▶ _READING PASSAGE_
□ □ □

I'm about to do the unthinkable.
I'm blogging about non-Christmas food over the Christmas holiday.
But I'm doing it anyway.
Did you know that I idolize the Smitten Kitchen blog? No? Well, maybe it's time I make that confession. Deb at the Smitten Kitchen blog has been rolling out mouth-watering recipes for years now, even though I only discovered her about a year ago. Aaaaaand she's developing her own cookbook. Can't wait for that bad boy to come out.
As I was perusing her blog one day, I stumbled upon a recipe for something very near and dear to my heart: a Cauliflower and Caramelized Onion Tart. Cauliflower, caramelized onions, cheese and quiche are things that I adore and would make in a heartbeat. So of course I knew I had to make this.
Unfortunately, I don't have a tart pan, so I decided to throw everything into a pie crust and call it a quiche (ahem...tart pan's make nice belated Christmas gifts...).
Cauliflower & Caramelized Onion Quiche
slightly adapted from Smitten Kitchen's Cauliflower and Caramelized Onion Tart
- 1 head cauliflower (~1lb), cut into 1-inch flowerets
- 3 1/2 tbsps olive oil
- black pepper
- red pepper flakes
- 1 frozen pie crust
- 1 large onion, thinly sliced
- 2 large eggs
- ~ 6 oz. mascarpone cheese
- 1/2 cup 2% milk
- 1/4 tsp ground black pepper
- Pinch of ground nutmeg
- 1/2 tsp habanero sauce
- 1 cup grated Gruyère cheese (can be swapped with Swiss or Comté)
- 1/2 cup Fontina cheese
- 1/2 - 3/4 cup Parmesan cheese
Make the Cauliflower:
1) Preheat oven to 425°F.
2) Toss cauliflower with 2 tablespoons olive oil and spread out on a baking sheet.
3) Sprinkle the cauliflower with salt, black pepper and red pepper flakes and toss to combine.
4) Roast in the oven for 15 minutes before turning the cauliflower over.
5) Roast another 10-15 minutes, or until tender and slightly browned.
6) Cool the cauliflower and chop roughly.
7) Reduce oven temperature to 400°F.
Blind Bake The Pie Crust:
1) Use a fork to prick the bottom and sides of the pie crust.
2) Bake at 400 degrees for 10-12 minutes. If the crust puffs up in the oven, just push it back down gently while still warm. No one will ever see it. (If you're really fancy, you can weigh the crust down with baking beans or raw rice. Just line the crust with parchment paper first.)
3) Reduce oven temperature to 350°F.
Make the Onions:
1) Heat 1 1/2 tablespoon olive oil in a pan over medium-low heat.
2) Add the onions and sprinkle with salt, pepper, and red pepper flakes.

□ □ □

▶ _GIVEN INFORMATION_
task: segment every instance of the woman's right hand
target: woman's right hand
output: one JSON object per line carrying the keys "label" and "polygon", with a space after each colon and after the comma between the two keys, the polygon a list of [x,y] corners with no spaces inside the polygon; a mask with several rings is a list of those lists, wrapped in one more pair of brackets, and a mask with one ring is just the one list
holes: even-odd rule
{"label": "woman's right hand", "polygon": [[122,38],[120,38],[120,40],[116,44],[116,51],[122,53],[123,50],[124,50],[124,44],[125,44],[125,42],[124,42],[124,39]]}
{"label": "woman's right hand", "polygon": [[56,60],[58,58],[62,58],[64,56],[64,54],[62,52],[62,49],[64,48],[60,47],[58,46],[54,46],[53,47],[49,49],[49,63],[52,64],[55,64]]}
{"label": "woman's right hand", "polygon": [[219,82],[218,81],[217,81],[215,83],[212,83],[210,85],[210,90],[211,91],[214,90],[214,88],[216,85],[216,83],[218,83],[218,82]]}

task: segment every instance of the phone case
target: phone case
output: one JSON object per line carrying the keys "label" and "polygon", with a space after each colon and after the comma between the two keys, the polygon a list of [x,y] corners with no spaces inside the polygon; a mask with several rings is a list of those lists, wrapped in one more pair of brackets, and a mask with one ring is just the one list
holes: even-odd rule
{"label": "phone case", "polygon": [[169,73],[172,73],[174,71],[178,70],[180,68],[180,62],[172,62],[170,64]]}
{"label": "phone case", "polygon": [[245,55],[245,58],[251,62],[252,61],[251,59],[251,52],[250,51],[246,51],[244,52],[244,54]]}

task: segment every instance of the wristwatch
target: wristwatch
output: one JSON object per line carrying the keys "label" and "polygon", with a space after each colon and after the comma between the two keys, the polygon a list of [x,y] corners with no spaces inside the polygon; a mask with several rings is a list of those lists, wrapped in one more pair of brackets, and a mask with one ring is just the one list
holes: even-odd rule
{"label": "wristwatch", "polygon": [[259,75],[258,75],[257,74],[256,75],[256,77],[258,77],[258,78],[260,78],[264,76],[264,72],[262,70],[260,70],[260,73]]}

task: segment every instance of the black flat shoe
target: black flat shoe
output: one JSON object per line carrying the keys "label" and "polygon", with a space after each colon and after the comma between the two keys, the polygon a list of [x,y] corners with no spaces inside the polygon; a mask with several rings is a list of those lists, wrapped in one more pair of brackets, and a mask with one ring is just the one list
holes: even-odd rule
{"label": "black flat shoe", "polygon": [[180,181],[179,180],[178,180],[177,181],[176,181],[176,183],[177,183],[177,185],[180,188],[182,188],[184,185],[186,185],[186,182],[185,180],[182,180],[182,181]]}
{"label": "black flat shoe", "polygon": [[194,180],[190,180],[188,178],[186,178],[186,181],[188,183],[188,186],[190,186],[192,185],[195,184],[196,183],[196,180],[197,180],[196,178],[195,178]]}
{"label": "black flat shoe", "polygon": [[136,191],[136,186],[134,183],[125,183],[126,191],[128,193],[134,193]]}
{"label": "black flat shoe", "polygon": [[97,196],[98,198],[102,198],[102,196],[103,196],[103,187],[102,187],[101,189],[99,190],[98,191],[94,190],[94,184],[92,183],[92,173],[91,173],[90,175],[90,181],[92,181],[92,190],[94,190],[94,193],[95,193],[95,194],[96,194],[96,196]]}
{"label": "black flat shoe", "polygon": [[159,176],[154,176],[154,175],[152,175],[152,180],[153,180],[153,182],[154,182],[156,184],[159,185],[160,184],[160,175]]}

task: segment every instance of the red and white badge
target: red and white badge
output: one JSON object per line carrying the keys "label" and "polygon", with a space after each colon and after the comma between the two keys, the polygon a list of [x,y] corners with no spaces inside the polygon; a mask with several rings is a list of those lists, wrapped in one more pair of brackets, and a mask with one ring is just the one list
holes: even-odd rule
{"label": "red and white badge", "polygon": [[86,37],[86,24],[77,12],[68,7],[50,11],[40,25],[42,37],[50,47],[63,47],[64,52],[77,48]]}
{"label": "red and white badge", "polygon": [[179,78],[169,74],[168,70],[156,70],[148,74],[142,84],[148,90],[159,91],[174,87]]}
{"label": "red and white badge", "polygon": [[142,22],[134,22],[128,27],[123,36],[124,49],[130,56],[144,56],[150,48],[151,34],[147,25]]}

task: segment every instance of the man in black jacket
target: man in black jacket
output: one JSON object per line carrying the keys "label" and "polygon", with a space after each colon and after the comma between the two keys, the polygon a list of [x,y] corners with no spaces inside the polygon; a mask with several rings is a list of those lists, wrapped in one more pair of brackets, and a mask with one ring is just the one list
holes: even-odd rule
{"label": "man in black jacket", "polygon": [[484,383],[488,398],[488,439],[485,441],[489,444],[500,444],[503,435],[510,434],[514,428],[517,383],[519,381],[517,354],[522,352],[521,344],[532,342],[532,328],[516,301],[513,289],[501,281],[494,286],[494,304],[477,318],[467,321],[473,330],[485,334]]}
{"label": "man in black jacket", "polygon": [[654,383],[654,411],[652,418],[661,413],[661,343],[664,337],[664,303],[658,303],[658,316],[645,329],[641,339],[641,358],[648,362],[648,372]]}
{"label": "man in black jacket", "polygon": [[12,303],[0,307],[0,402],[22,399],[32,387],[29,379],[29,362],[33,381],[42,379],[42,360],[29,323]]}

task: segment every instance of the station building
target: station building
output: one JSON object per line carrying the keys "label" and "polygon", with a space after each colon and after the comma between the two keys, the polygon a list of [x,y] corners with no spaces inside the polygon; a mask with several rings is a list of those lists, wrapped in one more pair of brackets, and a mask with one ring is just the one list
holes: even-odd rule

□ □ □

▶ _EXERCISE OBJECTIVE_
Carry the cauliflower quiche recipe forward from its last step, adding the onions. The entries have no connection to the cauliflower quiche recipe.

▶ _THE RESPONSE_
3) Saute until the onions are caramelized and light brown in color, stirring periodically. This took me about 45 minutes but it may take you more or less time.
Assemble the Quiche:
1) Spread the onion over the bottom of the crust.
2) Top the onion with the cauliflower florets.
3) Whisk together the eggs, mascarpone, milk, 1/4 tsp black pepper, and habanero sauce.
4) Mix together all the cheeses in a bowl. Toss to incorporate.
5) Add all except 1/2-3/4 cup cheese to the egg mixture.
6) Pour the egg mixture over the onions and cauliflower florets.
7) Sprinkle the top of the quiche with the reserved cheese mixture.
8) Bake for 35-40 minutes, or until cheese is melted and slightly brown on top.
9) Remove from the oven and cool before serving. Can be served warm or at room temperature.
The flavors of this quiche represent very tasty comfort food to me. FYI...In case you were wondering, I would cook/bake with cauliflower more often if I didn't think this blog would suffer from it.) I love that the cauliflower has a meaty texture which is complimented by the salty/sweet combination of cheese and onions.
I made some slight changes to Deb's recipe, since I'm obviously partial to things that she's not and vice versa. For example, I don't really care for mustard. I always remove it from a recipe whenever I can. This case was no exception. I also added more cheese to the recipe. If you're a regular visitor to this blog, this is nothing new. I always add more cheese to a recipe when cheese is called for. That is because there is never enough cheese. But I'm about to make a confession.
I think I added too much cheese to this quiche.
You will probably never hear this confession again. Let me explain...Between the mascarpone, Gruyère , Fontina, and Parmesan cheeses, the entire quiche became too messy. Don't get me wrong, there's nothing wrong with the taste of this quiche. However, the ability of the quiche to stay together leaves something to be desired. (I had to chill the quiche in order to take suitable pictures. As you can see from the picture of the slice above, it was already starting to fall apart.) So that's my only gripe about this quiche and it's totally my fault. Next time I'll probably remove a half cup to a cup of the cheese from the recipe. Other than that, I will still claim that this is another winner brought to you by the Smitten Kitchen blog!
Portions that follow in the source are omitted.